Exercise description
With images removed, transcribe each record exactly as it appears.

Image-grounded pointing data
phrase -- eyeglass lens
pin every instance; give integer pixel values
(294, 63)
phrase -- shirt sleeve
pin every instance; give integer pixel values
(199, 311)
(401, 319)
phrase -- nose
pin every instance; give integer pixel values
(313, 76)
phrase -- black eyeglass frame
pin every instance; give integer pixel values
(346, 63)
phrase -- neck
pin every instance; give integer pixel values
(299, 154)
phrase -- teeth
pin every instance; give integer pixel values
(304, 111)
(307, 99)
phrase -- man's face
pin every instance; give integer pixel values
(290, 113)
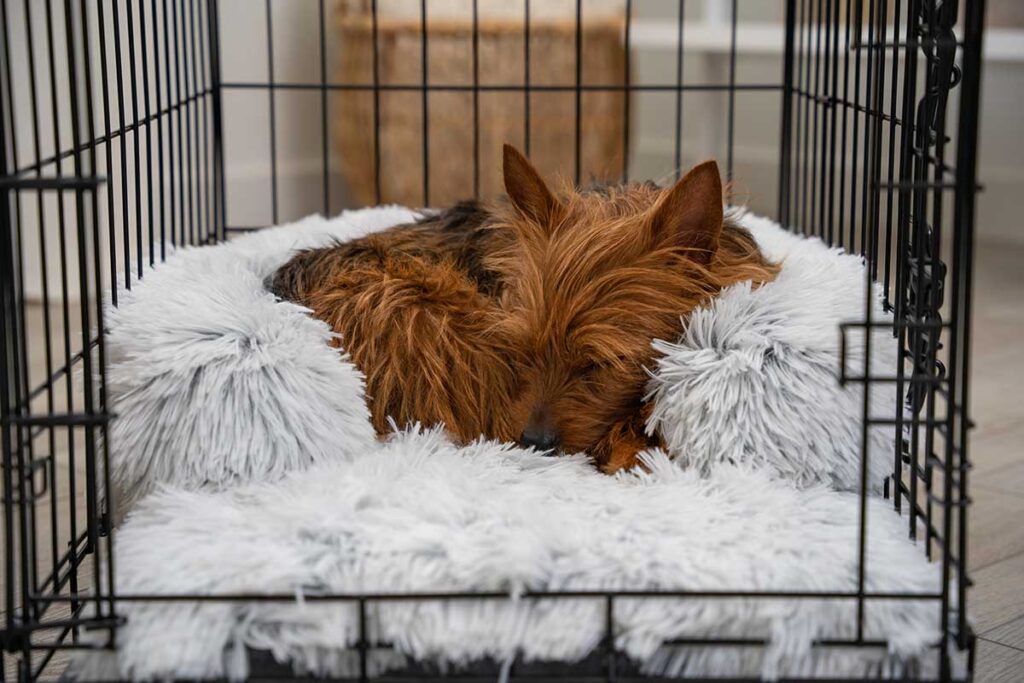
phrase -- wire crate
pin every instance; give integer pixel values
(116, 126)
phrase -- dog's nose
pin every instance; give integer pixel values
(540, 438)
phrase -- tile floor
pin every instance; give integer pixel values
(996, 518)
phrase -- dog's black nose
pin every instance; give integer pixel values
(540, 438)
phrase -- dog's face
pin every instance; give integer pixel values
(591, 279)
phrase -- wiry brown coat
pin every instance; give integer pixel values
(530, 318)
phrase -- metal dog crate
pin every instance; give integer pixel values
(114, 129)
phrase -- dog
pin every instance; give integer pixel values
(529, 318)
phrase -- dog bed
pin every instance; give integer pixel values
(244, 454)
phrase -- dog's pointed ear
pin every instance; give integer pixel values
(526, 189)
(689, 215)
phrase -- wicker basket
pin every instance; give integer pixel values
(502, 115)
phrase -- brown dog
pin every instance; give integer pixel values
(531, 318)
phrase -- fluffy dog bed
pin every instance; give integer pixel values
(255, 435)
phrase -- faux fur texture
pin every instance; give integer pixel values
(215, 382)
(754, 377)
(221, 391)
(421, 514)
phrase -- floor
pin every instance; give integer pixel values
(996, 551)
(996, 517)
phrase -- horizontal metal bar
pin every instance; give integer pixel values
(56, 182)
(101, 139)
(491, 595)
(922, 185)
(70, 420)
(516, 87)
(909, 381)
(64, 370)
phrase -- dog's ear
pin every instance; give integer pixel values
(689, 214)
(526, 189)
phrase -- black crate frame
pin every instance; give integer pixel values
(890, 196)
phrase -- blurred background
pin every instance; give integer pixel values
(652, 136)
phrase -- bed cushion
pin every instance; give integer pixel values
(421, 514)
(216, 382)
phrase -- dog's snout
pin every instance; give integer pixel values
(542, 438)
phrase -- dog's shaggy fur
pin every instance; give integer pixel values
(530, 318)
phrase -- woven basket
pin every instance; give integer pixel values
(502, 115)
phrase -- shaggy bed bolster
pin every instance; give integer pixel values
(245, 455)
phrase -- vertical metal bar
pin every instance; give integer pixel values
(627, 92)
(846, 243)
(731, 126)
(210, 232)
(271, 95)
(834, 105)
(135, 139)
(147, 113)
(178, 103)
(220, 189)
(785, 145)
(100, 372)
(66, 302)
(963, 265)
(377, 105)
(363, 645)
(611, 656)
(426, 116)
(325, 142)
(579, 90)
(891, 175)
(476, 100)
(14, 336)
(815, 225)
(119, 74)
(827, 109)
(160, 132)
(679, 95)
(44, 276)
(525, 75)
(8, 386)
(27, 449)
(856, 135)
(104, 84)
(193, 138)
(84, 166)
(804, 124)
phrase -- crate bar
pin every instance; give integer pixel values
(731, 124)
(525, 76)
(325, 140)
(499, 595)
(193, 130)
(679, 95)
(457, 87)
(476, 100)
(578, 89)
(44, 273)
(273, 112)
(785, 145)
(220, 196)
(105, 91)
(425, 103)
(627, 79)
(123, 157)
(182, 97)
(160, 133)
(147, 108)
(136, 153)
(963, 265)
(209, 193)
(377, 104)
(171, 102)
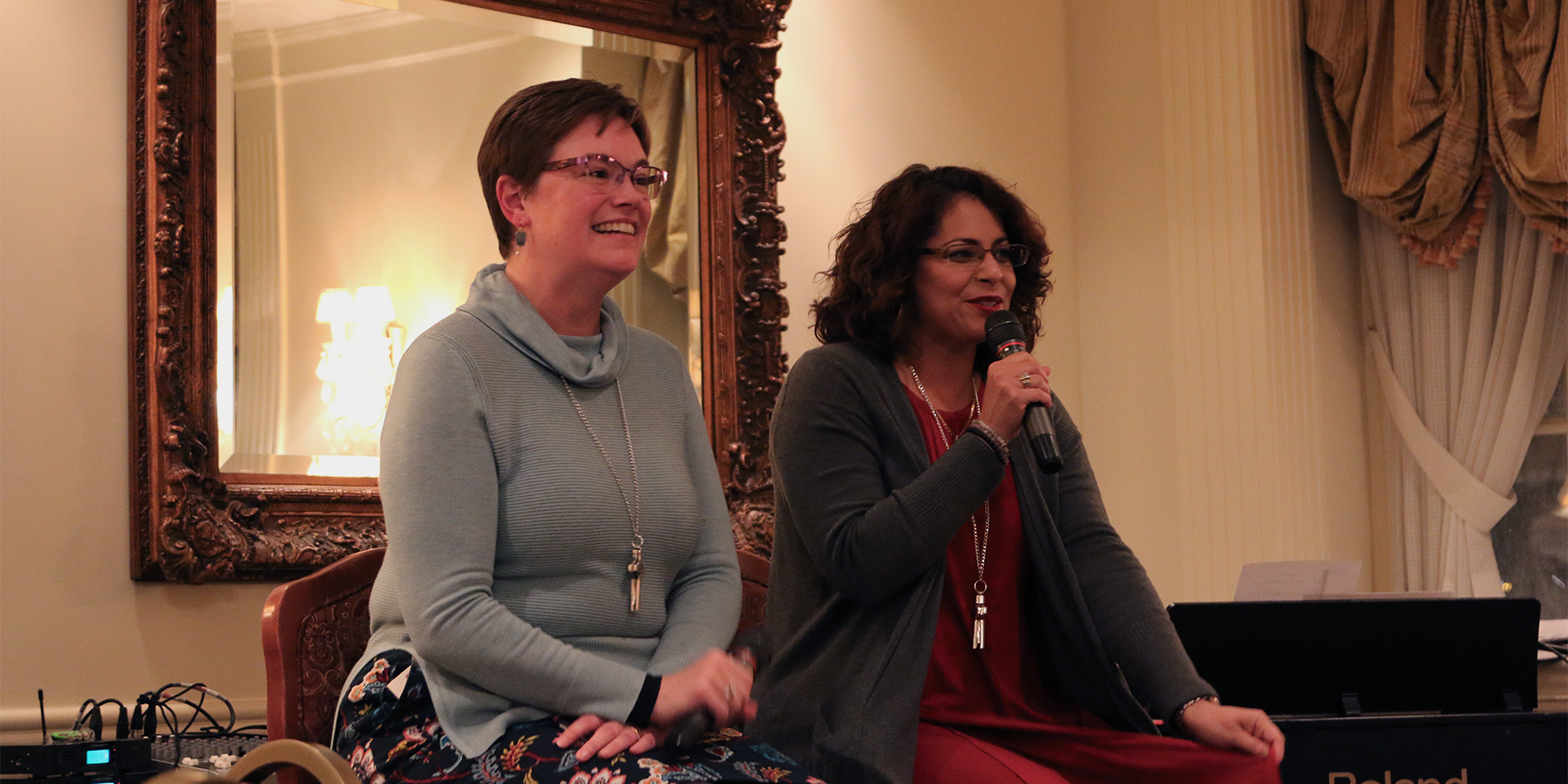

Result of the task
phrase -- eyeglass lens
pin every instance; give integer pixel values
(294, 63)
phrase -- shirt sleeve
pin every instance; give integer pixel values
(199, 311)
(401, 319)
phrase -- nose
pin every instance; give integer pixel values
(313, 76)
phrase -- black eyeglass frame
pin every instance; give integer pixel values
(346, 63)
phrase -- neck
pin every instance; give integer pixel values
(299, 154)
phrase -- teeth
pin every instance; give integer pixel values
(304, 111)
(307, 99)
phrase -- man's face
pin every instance; give integer pixel values
(290, 113)
phrase -- wire crate
pin every instance; give integer pixel values
(116, 126)
phrase -- dog's nose
pin every instance; give integer pixel values
(540, 438)
phrase -- tile floor
pin every instance; give integer pixel values
(996, 518)
phrase -- dog's black nose
pin every instance; give integer pixel values
(540, 438)
phrase -- dog's face
pin every instance; give integer pixel values
(591, 279)
phrase -- wiry brown coat
pin every instance; give integer pixel values
(530, 318)
phrase -- metal dog crate
pin every instance; give integer pixel values
(114, 129)
phrase -- dog
pin every instance; give integer pixel values
(529, 318)
phrase -- dog bed
pin every instance; give integer pixel values
(244, 454)
phrase -- dog's pointed ear
pin every instance; give integer pixel values
(526, 189)
(689, 215)
phrase -- wicker basket
pin every instance; give integer pixel values
(502, 115)
phrase -- brown dog
pin every instance; give integer pixel values
(531, 318)
phrase -- fluffy dog bed
pin every instance; give integer pixel values
(255, 435)
phrase -- faux fur texture
pin every instance; give integer pixel values
(215, 382)
(754, 377)
(221, 391)
(421, 514)
phrase -- floor
pin every instance; give integer pixel values
(996, 551)
(996, 517)
phrase -- horizontal metal bar
pin every instance; give integer pixel values
(56, 182)
(101, 139)
(491, 595)
(922, 185)
(70, 420)
(516, 87)
(909, 381)
(64, 370)
phrase -- dog's ear
pin every instance; give integer pixel values
(689, 214)
(526, 189)
phrase -- black crate frame
pin every instance; give integer pixel values
(890, 196)
phrase -- blurred background
pin every instance; give integer pixel values
(652, 136)
phrase -- bed cushion
pin every instance; give integer pixel values
(421, 514)
(216, 382)
phrase -- dog's snout
pin every instance; give integer pixel values
(542, 438)
phrase -- dog's shaggy fur
pin every instance; give integer pixel values
(530, 318)
phrase -- woven basket
pin every instance; give integer pixel values
(502, 115)
phrase -- shaggy bed bolster
pin every instance; give integer pixel values
(245, 455)
phrase -- vertical metal bar
pin every instance; give integer pixel values
(627, 92)
(846, 243)
(731, 126)
(210, 232)
(271, 95)
(834, 105)
(135, 139)
(147, 113)
(178, 103)
(220, 189)
(785, 145)
(100, 372)
(66, 302)
(963, 265)
(377, 105)
(363, 645)
(611, 656)
(426, 116)
(325, 142)
(579, 90)
(891, 175)
(476, 100)
(14, 336)
(815, 225)
(119, 74)
(827, 109)
(160, 132)
(679, 95)
(44, 276)
(525, 75)
(8, 386)
(27, 449)
(856, 135)
(104, 84)
(193, 138)
(84, 166)
(804, 124)
phrase -- crate bar
pin every instance; give integer pixel values
(731, 124)
(525, 76)
(325, 140)
(499, 595)
(193, 130)
(679, 95)
(457, 87)
(476, 100)
(578, 89)
(44, 273)
(273, 112)
(785, 145)
(220, 196)
(105, 91)
(425, 103)
(627, 79)
(123, 157)
(182, 97)
(160, 133)
(147, 108)
(136, 153)
(963, 265)
(209, 193)
(377, 104)
(171, 102)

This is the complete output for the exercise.